[Stored data]
↓

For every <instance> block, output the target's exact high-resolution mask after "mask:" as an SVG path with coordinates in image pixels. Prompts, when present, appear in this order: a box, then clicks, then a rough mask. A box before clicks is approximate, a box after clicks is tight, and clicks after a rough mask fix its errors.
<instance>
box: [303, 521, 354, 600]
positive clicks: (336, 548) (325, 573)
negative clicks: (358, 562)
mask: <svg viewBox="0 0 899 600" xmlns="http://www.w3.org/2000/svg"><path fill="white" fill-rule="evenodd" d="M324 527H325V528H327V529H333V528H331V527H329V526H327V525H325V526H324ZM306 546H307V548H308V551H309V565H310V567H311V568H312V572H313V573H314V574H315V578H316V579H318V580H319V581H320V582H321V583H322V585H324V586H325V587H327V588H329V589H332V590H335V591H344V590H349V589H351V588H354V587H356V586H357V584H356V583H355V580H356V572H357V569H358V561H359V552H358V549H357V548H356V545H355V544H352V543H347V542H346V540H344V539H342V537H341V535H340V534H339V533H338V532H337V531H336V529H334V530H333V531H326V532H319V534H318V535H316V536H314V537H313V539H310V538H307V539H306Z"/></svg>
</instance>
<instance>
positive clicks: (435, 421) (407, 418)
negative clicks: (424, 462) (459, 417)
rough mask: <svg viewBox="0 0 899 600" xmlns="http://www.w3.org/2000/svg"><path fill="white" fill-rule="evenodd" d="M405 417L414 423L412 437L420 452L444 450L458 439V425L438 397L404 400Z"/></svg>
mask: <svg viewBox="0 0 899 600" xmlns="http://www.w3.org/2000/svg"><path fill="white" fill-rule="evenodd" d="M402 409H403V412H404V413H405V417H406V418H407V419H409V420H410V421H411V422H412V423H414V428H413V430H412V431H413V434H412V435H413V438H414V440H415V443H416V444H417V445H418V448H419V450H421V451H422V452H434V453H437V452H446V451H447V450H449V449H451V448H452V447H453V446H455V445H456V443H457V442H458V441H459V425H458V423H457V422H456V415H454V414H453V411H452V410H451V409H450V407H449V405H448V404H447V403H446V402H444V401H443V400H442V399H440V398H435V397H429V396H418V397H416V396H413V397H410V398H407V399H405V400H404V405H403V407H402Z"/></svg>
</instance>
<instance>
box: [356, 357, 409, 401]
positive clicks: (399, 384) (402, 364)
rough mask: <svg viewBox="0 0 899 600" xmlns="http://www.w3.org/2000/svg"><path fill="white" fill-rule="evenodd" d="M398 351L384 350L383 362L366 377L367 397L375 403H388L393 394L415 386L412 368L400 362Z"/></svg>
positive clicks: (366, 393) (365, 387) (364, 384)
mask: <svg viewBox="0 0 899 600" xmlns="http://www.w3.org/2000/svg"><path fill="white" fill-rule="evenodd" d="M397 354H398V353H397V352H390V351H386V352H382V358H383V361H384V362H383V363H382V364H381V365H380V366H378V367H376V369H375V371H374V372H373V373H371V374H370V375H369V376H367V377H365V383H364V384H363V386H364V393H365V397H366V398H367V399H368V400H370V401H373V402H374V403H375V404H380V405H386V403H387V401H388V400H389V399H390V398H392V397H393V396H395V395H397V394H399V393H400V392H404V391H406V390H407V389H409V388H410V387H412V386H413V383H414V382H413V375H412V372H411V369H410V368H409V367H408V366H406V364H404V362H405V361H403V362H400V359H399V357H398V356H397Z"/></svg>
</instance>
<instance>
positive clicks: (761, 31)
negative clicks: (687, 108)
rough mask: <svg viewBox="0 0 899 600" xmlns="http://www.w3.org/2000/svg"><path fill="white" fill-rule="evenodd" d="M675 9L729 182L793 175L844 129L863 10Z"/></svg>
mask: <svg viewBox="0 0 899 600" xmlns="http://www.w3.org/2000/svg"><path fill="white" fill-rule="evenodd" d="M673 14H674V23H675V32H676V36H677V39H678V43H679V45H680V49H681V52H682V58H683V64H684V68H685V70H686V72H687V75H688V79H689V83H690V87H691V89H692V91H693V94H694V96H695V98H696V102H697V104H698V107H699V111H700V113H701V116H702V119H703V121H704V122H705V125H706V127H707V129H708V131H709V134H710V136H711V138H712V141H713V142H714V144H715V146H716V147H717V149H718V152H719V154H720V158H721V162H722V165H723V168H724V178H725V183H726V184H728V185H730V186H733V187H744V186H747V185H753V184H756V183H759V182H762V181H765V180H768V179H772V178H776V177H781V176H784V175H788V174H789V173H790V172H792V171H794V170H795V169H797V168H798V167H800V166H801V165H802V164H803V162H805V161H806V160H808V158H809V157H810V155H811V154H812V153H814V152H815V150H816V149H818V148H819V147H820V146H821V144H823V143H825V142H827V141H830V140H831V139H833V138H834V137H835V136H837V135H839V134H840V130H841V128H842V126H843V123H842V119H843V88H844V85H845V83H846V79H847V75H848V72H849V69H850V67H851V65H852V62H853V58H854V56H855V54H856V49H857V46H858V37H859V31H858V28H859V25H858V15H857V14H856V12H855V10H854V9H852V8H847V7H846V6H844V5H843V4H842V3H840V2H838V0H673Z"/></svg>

↑
↓

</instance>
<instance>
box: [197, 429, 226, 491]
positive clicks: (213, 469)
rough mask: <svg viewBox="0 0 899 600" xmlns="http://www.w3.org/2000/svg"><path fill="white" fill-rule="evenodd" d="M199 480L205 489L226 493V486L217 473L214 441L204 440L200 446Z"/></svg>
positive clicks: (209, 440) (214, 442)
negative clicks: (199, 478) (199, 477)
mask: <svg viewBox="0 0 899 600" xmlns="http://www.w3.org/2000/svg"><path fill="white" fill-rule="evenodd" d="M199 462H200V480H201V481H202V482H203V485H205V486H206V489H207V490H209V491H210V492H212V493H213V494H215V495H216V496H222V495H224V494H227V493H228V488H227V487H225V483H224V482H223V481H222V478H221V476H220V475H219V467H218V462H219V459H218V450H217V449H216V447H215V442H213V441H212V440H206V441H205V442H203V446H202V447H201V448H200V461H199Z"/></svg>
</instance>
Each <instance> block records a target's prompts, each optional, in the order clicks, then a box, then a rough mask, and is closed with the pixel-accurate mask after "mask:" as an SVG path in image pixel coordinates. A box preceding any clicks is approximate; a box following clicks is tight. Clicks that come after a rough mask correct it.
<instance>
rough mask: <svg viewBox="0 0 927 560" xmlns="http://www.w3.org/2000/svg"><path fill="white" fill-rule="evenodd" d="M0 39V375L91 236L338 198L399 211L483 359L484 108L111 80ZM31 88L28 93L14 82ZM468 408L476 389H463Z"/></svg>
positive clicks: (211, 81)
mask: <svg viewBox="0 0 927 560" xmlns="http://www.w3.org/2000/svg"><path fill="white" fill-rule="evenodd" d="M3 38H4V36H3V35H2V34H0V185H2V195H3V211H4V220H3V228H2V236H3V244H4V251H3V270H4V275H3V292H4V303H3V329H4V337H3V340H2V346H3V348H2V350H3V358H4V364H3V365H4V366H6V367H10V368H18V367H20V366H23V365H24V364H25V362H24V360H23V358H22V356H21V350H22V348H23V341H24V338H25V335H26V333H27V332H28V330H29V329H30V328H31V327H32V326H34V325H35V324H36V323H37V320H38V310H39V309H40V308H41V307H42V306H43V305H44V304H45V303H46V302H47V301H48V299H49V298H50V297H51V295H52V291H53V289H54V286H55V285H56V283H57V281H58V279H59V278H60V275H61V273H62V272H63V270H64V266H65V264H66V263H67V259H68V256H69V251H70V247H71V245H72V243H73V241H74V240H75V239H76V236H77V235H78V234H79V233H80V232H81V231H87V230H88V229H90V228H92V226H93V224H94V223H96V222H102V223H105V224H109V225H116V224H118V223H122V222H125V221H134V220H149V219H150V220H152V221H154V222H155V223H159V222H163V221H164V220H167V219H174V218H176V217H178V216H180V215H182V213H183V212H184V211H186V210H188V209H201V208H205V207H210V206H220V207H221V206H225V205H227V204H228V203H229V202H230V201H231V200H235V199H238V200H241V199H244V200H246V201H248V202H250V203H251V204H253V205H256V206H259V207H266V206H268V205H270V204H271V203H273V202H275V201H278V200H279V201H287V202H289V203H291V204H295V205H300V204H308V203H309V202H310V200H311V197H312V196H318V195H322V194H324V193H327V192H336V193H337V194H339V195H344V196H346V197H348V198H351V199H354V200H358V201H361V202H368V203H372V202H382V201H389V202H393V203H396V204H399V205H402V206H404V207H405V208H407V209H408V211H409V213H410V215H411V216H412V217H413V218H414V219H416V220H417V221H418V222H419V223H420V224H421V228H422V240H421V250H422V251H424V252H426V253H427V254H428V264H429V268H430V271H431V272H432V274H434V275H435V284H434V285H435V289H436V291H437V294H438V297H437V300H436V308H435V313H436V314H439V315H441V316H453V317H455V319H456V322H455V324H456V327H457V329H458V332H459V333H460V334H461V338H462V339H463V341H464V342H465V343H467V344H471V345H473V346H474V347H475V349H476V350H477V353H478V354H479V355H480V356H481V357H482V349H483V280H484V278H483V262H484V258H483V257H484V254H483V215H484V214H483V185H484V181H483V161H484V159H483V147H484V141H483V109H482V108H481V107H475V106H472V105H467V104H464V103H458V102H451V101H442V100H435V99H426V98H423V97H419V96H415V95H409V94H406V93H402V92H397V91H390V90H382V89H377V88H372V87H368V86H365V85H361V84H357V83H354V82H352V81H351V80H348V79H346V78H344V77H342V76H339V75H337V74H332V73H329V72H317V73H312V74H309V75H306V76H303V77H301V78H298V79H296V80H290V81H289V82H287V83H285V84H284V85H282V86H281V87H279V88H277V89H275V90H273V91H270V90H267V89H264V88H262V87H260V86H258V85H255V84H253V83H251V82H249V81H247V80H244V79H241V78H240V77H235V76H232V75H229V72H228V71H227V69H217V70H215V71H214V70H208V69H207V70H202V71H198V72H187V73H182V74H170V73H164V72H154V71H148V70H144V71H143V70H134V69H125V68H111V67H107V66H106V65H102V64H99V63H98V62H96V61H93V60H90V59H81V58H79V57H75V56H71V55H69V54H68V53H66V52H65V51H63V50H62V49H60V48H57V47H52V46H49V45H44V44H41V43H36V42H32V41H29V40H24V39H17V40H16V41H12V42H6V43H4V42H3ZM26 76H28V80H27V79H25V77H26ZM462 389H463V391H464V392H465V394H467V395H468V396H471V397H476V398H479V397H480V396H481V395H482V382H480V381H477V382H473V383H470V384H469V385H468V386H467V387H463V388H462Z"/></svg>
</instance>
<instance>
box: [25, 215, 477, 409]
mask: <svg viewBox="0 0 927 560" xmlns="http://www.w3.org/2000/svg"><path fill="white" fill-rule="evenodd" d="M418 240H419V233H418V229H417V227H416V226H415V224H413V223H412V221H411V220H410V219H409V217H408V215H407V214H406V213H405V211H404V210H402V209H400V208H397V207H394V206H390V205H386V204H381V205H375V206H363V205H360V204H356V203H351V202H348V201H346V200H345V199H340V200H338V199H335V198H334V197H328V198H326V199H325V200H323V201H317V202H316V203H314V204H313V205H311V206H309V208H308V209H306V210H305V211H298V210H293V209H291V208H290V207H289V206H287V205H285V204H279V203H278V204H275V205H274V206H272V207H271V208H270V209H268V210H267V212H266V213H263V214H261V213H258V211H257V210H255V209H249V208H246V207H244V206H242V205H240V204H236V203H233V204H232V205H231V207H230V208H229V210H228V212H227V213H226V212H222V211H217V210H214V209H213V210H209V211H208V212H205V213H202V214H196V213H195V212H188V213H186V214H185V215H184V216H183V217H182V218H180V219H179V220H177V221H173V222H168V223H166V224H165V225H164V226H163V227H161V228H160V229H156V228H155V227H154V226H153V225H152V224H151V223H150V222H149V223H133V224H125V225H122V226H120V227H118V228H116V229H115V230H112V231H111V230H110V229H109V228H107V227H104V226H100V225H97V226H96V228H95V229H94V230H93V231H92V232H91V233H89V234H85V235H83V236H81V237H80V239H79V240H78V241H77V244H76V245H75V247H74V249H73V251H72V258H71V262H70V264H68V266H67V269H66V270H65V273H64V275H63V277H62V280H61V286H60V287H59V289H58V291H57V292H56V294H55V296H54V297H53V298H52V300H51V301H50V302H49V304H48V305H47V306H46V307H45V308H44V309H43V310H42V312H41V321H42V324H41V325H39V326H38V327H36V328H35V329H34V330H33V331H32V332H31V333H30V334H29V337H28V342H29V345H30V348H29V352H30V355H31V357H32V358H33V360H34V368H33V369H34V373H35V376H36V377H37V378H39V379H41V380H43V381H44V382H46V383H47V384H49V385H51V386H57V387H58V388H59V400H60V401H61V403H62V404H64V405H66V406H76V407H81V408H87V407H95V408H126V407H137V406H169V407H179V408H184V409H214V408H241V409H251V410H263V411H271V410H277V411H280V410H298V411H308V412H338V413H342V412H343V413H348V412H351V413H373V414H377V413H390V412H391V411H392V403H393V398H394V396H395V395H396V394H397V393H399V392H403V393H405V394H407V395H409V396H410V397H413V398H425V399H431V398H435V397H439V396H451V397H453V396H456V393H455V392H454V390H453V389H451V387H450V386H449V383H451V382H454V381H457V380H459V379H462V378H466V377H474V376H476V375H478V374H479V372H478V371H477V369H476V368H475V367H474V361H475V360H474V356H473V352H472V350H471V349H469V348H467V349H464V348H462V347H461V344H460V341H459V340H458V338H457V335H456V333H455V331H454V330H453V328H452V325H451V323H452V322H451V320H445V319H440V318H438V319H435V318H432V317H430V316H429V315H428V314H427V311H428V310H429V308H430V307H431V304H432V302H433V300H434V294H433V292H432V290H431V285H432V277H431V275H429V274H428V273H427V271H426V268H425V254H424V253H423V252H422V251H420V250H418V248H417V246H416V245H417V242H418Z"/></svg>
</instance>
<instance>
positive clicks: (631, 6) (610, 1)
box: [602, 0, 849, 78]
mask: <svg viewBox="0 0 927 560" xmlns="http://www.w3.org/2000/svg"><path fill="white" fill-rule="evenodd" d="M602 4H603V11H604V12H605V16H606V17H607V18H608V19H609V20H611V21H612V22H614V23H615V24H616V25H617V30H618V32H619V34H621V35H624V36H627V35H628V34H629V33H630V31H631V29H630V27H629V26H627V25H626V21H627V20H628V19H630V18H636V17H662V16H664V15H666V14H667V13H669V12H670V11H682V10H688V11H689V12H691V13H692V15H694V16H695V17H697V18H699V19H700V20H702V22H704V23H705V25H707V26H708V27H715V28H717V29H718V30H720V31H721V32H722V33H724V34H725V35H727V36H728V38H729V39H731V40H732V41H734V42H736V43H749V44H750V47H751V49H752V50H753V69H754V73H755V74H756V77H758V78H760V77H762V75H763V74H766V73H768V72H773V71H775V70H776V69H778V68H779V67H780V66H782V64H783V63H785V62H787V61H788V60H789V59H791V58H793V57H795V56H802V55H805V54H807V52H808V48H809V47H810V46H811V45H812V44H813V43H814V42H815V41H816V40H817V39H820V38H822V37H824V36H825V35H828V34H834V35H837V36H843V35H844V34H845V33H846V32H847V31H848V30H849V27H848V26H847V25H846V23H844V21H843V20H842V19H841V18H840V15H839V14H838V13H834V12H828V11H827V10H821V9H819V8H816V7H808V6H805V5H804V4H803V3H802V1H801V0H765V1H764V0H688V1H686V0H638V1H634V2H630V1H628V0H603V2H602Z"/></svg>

↑

Please gather every line of the records that contains the string "after". Case counts.

For every <instance> block, output the target's exact high-resolution mask after "mask:" as an SVG path with coordinates in image pixels. Prompts, when present, appear in this order: a box, then clicks, then a rough mask. A box before clicks is approximate, a box after clicks is tight, and clicks after a rough mask fix its errors.
Each <instance> block records a target's prompts, each optional, in the order clicks, then a box, then a rough mask, and is closed with the pixel-accurate mask after "mask:" as an SVG path in image pixel coordinates. A box preceding any clicks is approximate; a box following clicks is tight. Clicks that come after a rough mask correct it.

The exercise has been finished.